Exercises to complete
**1)** Write out the stretch of the Vanessa Beecroft article from "2. Her work" through "relationship with food.".
**2)** Extend the Vanessa Beecroft article with the next part, beginning right after its final line.

Document text
# # #

7 Things To Know About Kanye West’s Favorite Artist
On February 11, Kanye West will premiere his album at Madison Square Garden, featuring a performance by Italian artist Vanessa Beecroft. Beecroft has made her way into several of Kanye’s performances in recent years, first working with him in 2008 for an 808s and Heartbreak listening party. Since then, the two artists have collaborated on music videos and Yeezy shows, and Beecroft even exhibited her sculptures at Kimye’s wedding. Here, get to know the controversial artist whose aesthetics and penchant for nudity have strongly influenced Kanye’s fashion shows and performances.
1. Beecroft’s work isn’t exactly performance art.
Beecroft has called her works “living paintings,” drawing inspiration from Renaissance paintings to stage her hours-long showcases of female models standing in poses in different costumes and settings. She has staged nude models among classical monuments, re-created Da Vinci’s Last Supper, and assembled Gucci-bikini-clad models in the Guggenheim.
2. Her work is intentionally confrontational and uncomfortable.
Beecroft gives her models simple instructions: Don’t move, don’t talk, don’t interact with the audience. Her performances allow people to confront the female form in a non-idealized setting as well as consider their prejudices against a nude body that refuses their gaze. “We tend to vulgarize the girls, thinking that they are too beautiful, too skinny, probably a sexual object or a fashion object,” Beecroft has said. “All of these thoughts that come from the viewer belong to the viewer, not to the girls. The performance is a form of catharsis of these notions for the audience.”
3. Much of Vanessa Beecroft’s work is about her own relationship with food.

# # #

(Region pointing data)
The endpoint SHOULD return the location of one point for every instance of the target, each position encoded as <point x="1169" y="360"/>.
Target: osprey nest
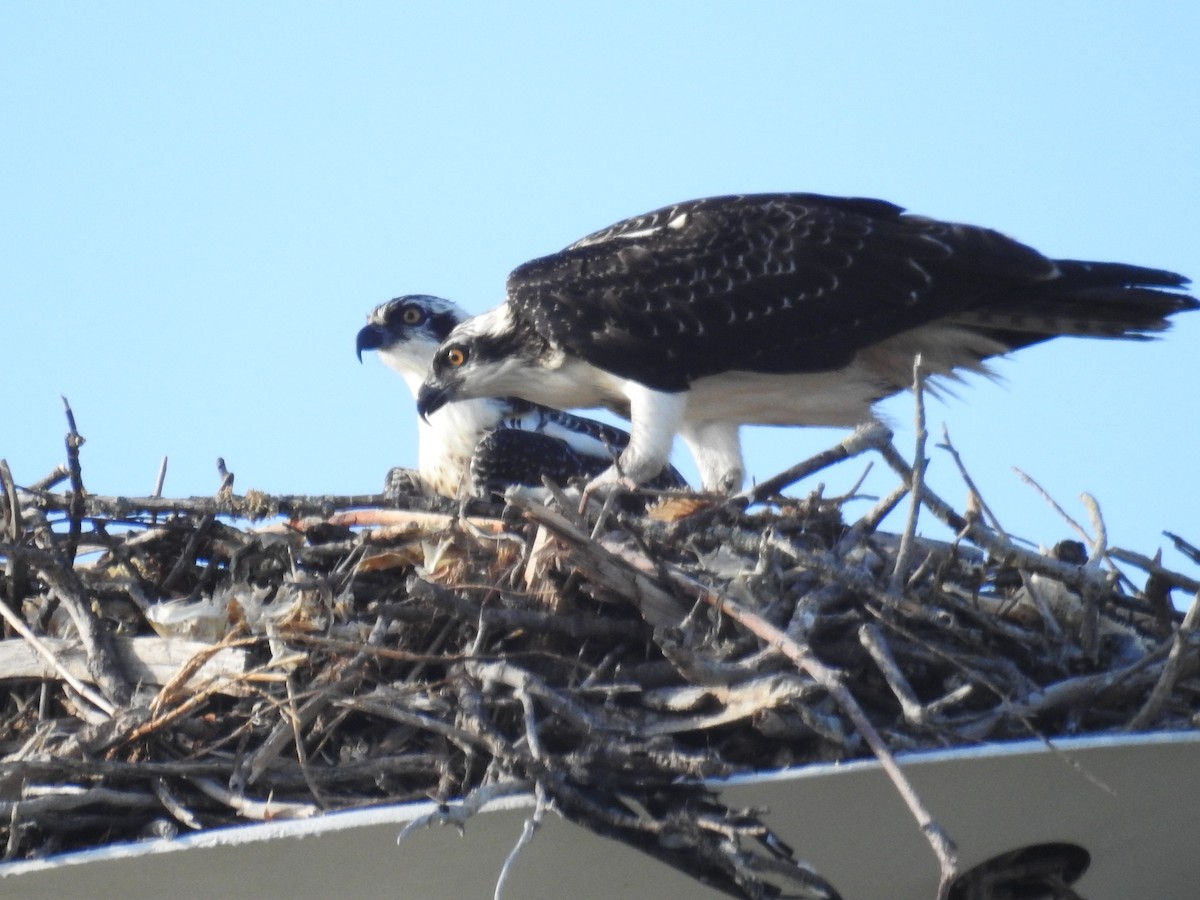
<point x="172" y="665"/>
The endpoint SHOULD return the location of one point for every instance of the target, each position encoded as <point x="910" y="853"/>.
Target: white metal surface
<point x="1133" y="802"/>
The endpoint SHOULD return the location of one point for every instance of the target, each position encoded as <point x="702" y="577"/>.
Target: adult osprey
<point x="774" y="310"/>
<point x="485" y="445"/>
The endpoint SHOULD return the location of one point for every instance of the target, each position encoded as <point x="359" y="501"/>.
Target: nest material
<point x="178" y="665"/>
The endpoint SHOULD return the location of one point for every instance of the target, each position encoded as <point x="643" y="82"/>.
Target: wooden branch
<point x="867" y="437"/>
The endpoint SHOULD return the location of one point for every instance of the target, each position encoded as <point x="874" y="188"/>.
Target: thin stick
<point x="1165" y="682"/>
<point x="803" y="658"/>
<point x="916" y="484"/>
<point x="867" y="437"/>
<point x="22" y="629"/>
<point x="73" y="442"/>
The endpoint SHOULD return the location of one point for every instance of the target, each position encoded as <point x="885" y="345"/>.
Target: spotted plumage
<point x="775" y="310"/>
<point x="484" y="447"/>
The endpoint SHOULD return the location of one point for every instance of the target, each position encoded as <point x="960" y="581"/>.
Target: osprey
<point x="484" y="445"/>
<point x="774" y="310"/>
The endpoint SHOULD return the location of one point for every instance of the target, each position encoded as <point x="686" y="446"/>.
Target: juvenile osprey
<point x="774" y="310"/>
<point x="485" y="445"/>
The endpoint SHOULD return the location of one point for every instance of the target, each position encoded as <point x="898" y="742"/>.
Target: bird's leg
<point x="654" y="418"/>
<point x="717" y="449"/>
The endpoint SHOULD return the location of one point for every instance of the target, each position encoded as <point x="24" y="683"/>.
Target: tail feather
<point x="1111" y="300"/>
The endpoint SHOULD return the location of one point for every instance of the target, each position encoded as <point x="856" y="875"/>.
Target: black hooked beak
<point x="431" y="397"/>
<point x="371" y="337"/>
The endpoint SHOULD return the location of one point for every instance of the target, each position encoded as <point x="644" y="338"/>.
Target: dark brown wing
<point x="768" y="283"/>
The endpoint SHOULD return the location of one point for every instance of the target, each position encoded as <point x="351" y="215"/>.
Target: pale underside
<point x="709" y="413"/>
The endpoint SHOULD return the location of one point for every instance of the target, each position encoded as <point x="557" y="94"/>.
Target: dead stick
<point x="916" y="485"/>
<point x="73" y="442"/>
<point x="1162" y="690"/>
<point x="71" y="592"/>
<point x="865" y="437"/>
<point x="828" y="678"/>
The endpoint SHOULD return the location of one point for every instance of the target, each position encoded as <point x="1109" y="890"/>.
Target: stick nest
<point x="179" y="665"/>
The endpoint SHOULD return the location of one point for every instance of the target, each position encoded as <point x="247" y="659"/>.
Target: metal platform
<point x="1121" y="813"/>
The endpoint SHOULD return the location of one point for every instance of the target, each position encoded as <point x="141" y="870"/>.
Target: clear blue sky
<point x="202" y="202"/>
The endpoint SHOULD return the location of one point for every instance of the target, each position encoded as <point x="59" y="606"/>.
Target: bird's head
<point x="407" y="331"/>
<point x="480" y="358"/>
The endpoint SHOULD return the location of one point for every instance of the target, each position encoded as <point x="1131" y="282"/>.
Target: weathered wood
<point x="148" y="660"/>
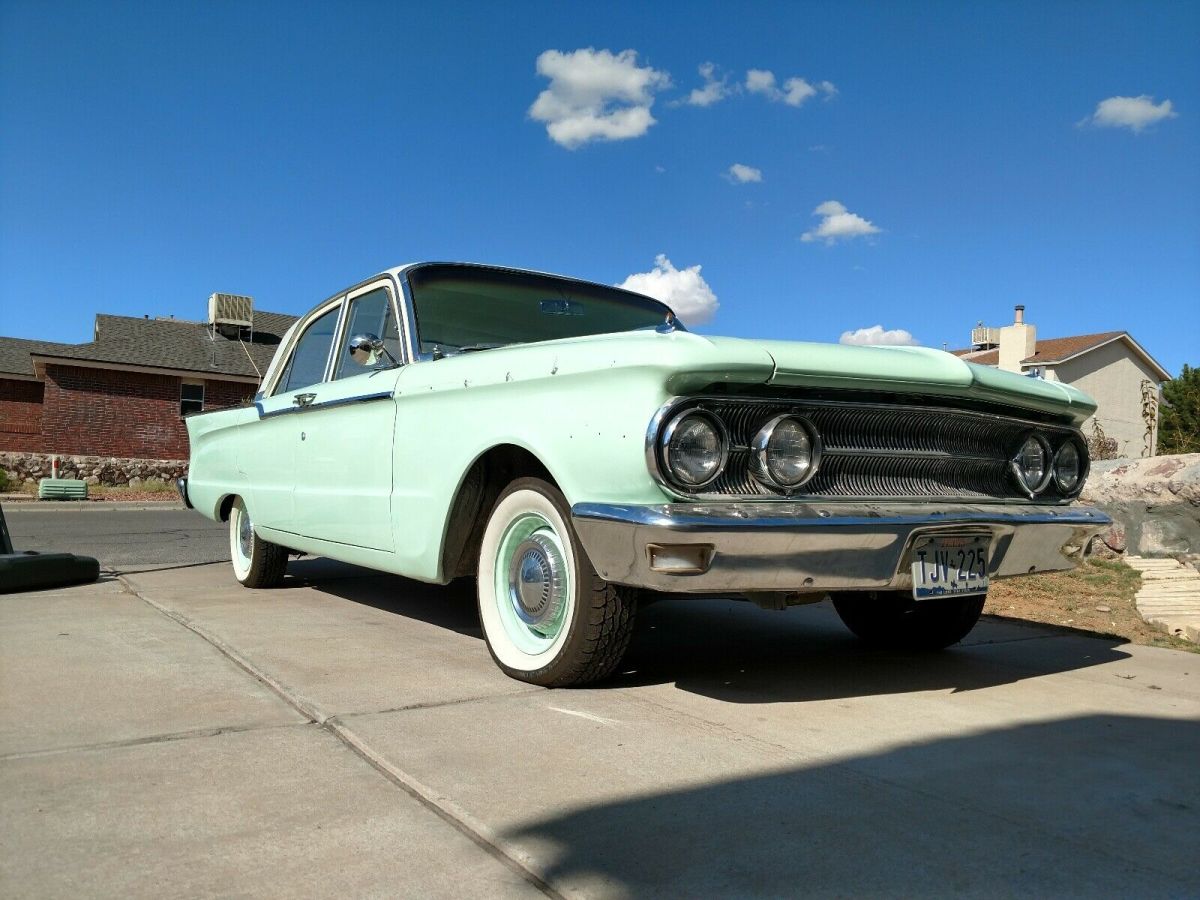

# # #

Outputs in order
**1)**
2. Her work is intentionally confrontational and uncomfortable.
Beecroft gives her models simple instructions: Don’t move, don’t talk, don’t interact with the audience. Her performances allow people to confront the female form in a non-idealized setting as well as consider their prejudices against a nude body that refuses their gaze. “We tend to vulgarize the girls, thinking that they are too beautiful, too skinny, probably a sexual object or a fashion object,” Beecroft has said. “All of these thoughts that come from the viewer belong to the viewer, not to the girls. The performance is a form of catharsis of these notions for the audience.”
3. Much of Vanessa Beecroft’s work is about her own relationship with food.

**2)**
Having struggled with bulimia her entire life, Beecroft’s pieces uses female models as a mirror for her own anxieties and trauma. One of her first art pieces was the 1983 book of food, a detailed diary that chronicled her eating habits and her feelings about eating. Initially intended for just her doctor, she ultimately turned the diary into a multidimensional art piece.
4. Beecroft has been criticized for how she uses her models.
While some have called Beecroft’s work feminist, she has been criticized for making her subjects stand for so long in high heels and stripping the models of their individuality. Her early shows, which showcased extremely thin, waxed, white women were called out for looking like fashion shows or for being too sexualized. “'Hooters for intellectuals,” is how an art critic described her 1998 piece SHOW. In 2002, two members of the feminist performance group Toxic Titties, Heather Cassils and Clover Leary, hijacked Beecroft’s performance VB46 by modeling in the show and later publishing a paper on the harsh treatment of her models. “One woman told me that since this was for art, which she believed to be more socially worthy and noble than fashion or advertising, she was willing to put up with a lot,” writes Leary in the paper. “By the end of the performance she told me that she did not feel that way anymore.”
5. And she faced controversy after trying to adopt a pair of Sudanese orphans.
In the late 2000s, Beecroft turned to South Africa for artistic inspiration. Her 2007 work Still Death! Darfur Still Deaf? had 30 Sudanese women lie motionless on a white mat while Beecroft painted them in red. Her 2009 piece VB65 gathered 24 African immigrants at a dinner to eat roast chicken with their hands, a performance that asked Italian viewers to consider their prejudices against immigrant populations. During Beecroft’s travels she encountered a pair of young Sudanese orphans and decided to adopt them, a failed experience captured in the 2008 documentary The Art Star and the Sudanese Twins. The documentary premiered at Sundance and was damning, with Beecroft appearing more interested in fetishizing the children for her own art projects.
6. Beecroft regularly collaborates with fashion designers.
While the militaristic, earth-toned model army seen at Yeezy seasons one and two were both unmistakably staged by Vanessa Beecroft, she has also worked with several other high-profile designers during her career. Her performances have included clothes by Louis Vuitton, Maison Martin Margiela, Dolce & Gabbana, Gucci, and Prada. For her 1998 show at the Guggenheim, Pat McGrath even did the makeup.
7. What drew Kanye West to Beecroft’s work? Nudity.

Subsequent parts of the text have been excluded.